**DOCUMENT SEGMENT**
BELCO TARGET AREA 2, Frio Trend and Yegua and Wilcox FormationS: (50% WI, 39.5%
NRI, Operator: Edge)
The Belco Project Area is located in Goliad, Bee and Victoria Counties,
Texas where the Company controls 36,657 acres through lease or option. The
primary exploration objectives for this project area, like the Nita/Austin
Project Area and the Spartan Project Area, are the shallow Frio gas
accumulations, with the secondary objectives being the deeper Yegua and Wilcox
formations. The Company and its partner on this project area, Belco Oil & Gas
Corp. ("Belco"), acquired a total of 44 square miles of proprietary 3-D seismic
data. The Company drilled six wells in this project area in 1997 resulting in
six discoveries and plans to drill in excess of ten additional wells in 1998.
7
BRANDON PROJECT AREA, Hockley, Pettus, Yegua, and Wilcox Formations: (50% WI,
38.5% NRI, Operator: Edge)
The Brandon Project Area is an 80 square mile, proprietary 3-D seismic
survey located in Live Oak and Duval Counties in South Texas. The Brandon area
is located near Edge's successful Buckeye project area where the Company made 15
successful discoveries from 19 wells drilled during 1997. The Company expects
the primary exploration objectives for this area to be shallow Hockley, Pettus
and Yegua sands, and potentially some deeper Wilcox targets. Drilling is
expected to begin in April 1998, and to continue throughout the year. Edge has
approximately 49,334 gross acres under option in this project area.

**REQUIREMENT A**
According to the project area description, how many acres does the Company control in the Belco Project Area through lease or option?

**DATA IN THIS EXERCISE**
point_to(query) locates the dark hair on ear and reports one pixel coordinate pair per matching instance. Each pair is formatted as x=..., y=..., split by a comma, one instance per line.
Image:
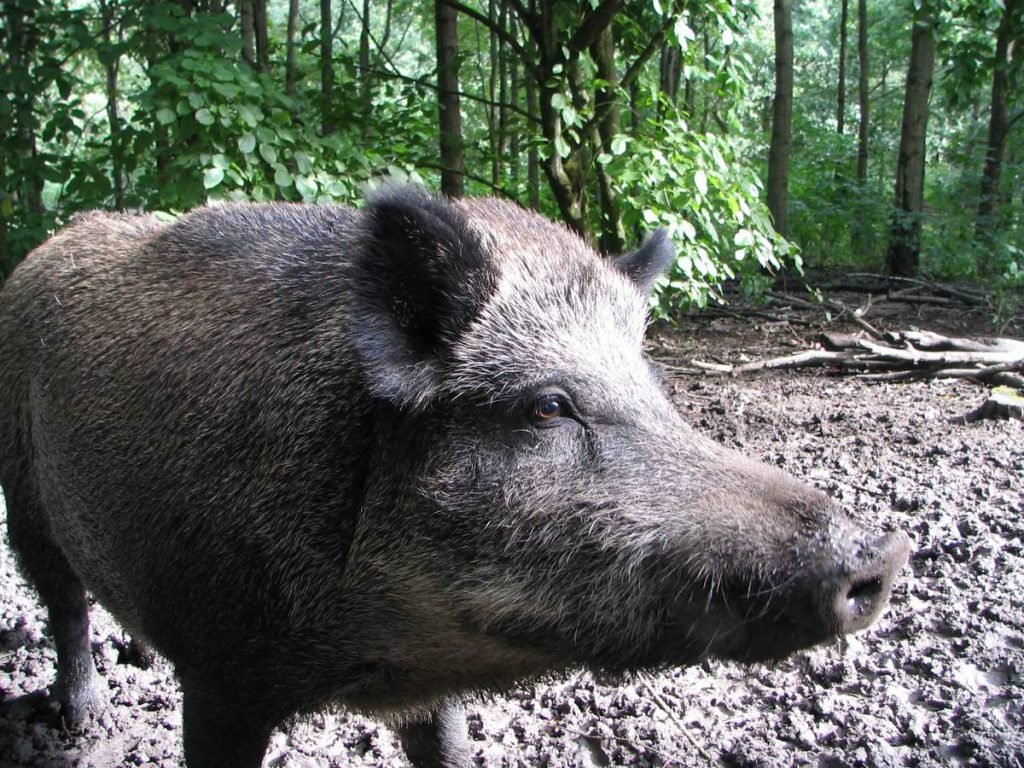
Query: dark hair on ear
x=649, y=261
x=422, y=275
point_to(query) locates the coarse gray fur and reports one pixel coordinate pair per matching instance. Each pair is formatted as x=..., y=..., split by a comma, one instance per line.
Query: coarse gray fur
x=382, y=459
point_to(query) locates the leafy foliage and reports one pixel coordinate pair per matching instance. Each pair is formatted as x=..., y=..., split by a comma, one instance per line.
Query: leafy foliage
x=195, y=121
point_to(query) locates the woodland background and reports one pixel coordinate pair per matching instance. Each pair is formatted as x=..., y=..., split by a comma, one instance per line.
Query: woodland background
x=876, y=135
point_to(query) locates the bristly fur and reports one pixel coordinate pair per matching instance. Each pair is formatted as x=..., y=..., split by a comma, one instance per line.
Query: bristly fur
x=382, y=458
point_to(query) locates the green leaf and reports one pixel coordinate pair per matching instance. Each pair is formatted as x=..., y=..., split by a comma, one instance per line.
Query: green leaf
x=212, y=177
x=562, y=147
x=282, y=177
x=166, y=116
x=268, y=154
x=743, y=239
x=700, y=180
x=226, y=89
x=305, y=186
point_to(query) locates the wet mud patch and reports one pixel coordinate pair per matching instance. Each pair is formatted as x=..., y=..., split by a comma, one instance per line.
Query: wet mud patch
x=937, y=681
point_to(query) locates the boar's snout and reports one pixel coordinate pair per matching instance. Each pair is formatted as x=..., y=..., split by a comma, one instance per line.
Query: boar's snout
x=852, y=599
x=840, y=591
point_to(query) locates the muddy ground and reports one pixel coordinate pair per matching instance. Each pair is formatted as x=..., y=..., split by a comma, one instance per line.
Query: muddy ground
x=937, y=681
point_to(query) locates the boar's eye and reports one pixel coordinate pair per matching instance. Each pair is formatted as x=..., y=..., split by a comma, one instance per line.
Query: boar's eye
x=549, y=408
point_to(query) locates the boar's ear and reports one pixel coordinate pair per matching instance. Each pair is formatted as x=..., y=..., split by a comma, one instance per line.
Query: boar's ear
x=646, y=264
x=421, y=278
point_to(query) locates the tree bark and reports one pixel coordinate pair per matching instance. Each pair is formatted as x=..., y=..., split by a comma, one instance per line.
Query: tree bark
x=248, y=31
x=669, y=70
x=904, y=247
x=111, y=66
x=863, y=126
x=606, y=112
x=365, y=85
x=290, y=47
x=841, y=89
x=446, y=30
x=781, y=126
x=262, y=39
x=997, y=123
x=327, y=69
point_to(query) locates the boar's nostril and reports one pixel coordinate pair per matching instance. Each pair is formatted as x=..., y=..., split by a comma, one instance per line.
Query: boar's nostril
x=863, y=597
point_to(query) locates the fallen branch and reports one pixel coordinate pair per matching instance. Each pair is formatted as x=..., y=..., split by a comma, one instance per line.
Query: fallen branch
x=907, y=355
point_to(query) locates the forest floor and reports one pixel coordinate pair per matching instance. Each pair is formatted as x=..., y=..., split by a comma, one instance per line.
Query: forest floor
x=938, y=680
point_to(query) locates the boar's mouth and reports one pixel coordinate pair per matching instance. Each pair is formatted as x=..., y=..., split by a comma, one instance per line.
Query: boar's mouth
x=763, y=622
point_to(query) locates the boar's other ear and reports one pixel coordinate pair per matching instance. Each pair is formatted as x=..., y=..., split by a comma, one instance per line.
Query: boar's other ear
x=421, y=276
x=646, y=264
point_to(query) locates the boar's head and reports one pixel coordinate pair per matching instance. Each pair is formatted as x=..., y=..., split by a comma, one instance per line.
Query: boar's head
x=538, y=501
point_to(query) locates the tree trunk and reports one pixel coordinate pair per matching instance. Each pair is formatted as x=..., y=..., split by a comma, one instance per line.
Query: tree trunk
x=532, y=156
x=997, y=125
x=862, y=99
x=248, y=31
x=669, y=70
x=290, y=55
x=781, y=126
x=446, y=28
x=327, y=69
x=494, y=87
x=904, y=245
x=262, y=40
x=111, y=65
x=841, y=90
x=606, y=112
x=365, y=85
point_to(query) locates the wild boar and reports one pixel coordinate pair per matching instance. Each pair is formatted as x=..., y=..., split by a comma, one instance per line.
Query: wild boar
x=384, y=458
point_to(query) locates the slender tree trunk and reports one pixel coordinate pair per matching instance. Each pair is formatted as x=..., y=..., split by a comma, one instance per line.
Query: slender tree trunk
x=781, y=126
x=606, y=111
x=262, y=38
x=863, y=126
x=997, y=125
x=532, y=156
x=904, y=246
x=327, y=69
x=841, y=89
x=504, y=157
x=669, y=70
x=290, y=47
x=111, y=65
x=446, y=29
x=365, y=85
x=248, y=31
x=494, y=76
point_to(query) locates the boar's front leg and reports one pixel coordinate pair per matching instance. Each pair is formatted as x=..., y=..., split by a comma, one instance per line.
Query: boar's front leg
x=64, y=595
x=439, y=739
x=220, y=731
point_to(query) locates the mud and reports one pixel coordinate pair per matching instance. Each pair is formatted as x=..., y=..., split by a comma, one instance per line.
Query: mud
x=937, y=681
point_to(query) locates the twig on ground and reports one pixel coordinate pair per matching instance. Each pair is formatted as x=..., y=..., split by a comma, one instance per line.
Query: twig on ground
x=667, y=709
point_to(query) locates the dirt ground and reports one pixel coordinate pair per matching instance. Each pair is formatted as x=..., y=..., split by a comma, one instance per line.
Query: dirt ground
x=937, y=681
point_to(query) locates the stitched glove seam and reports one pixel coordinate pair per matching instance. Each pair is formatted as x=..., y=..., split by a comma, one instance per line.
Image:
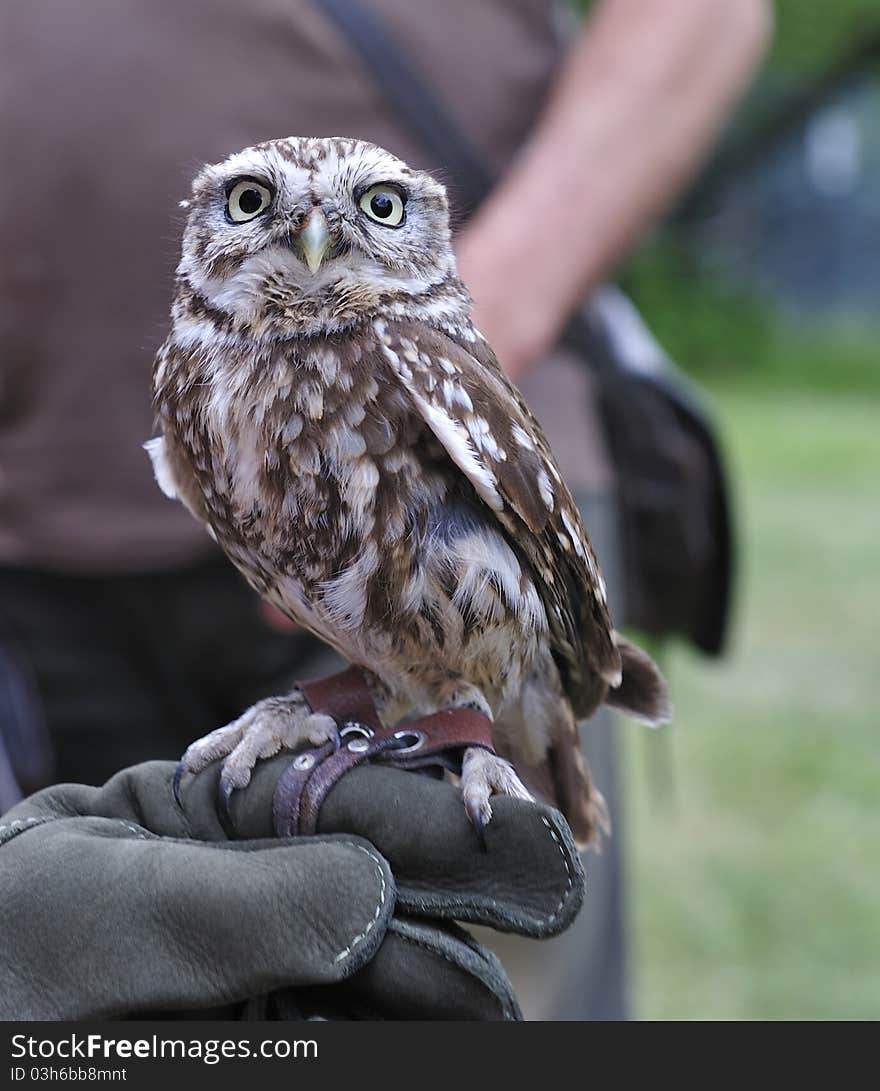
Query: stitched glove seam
x=506, y=1010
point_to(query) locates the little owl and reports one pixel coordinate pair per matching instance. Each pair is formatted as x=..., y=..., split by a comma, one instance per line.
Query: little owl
x=329, y=412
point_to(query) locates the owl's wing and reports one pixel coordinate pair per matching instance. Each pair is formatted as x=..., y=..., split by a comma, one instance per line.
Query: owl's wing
x=489, y=432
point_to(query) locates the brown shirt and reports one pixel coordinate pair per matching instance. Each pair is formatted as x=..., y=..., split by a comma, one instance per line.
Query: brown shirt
x=107, y=108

**REQUIREMENT B**
Please copy out word for word the lines of the listing between the lines holding "point_to(query) locates the boar's nostril" and "x=863, y=597", inclusive.

**RESPONSE A**
36,657 acres

**RESPONSE B**
point_to(query) locates the boar's nostril and reports one pixel coordinate pair per matching instance. Each pair is formatted as x=..., y=..., split by a comma, one instance per line.
Query: boar's nostril
x=863, y=597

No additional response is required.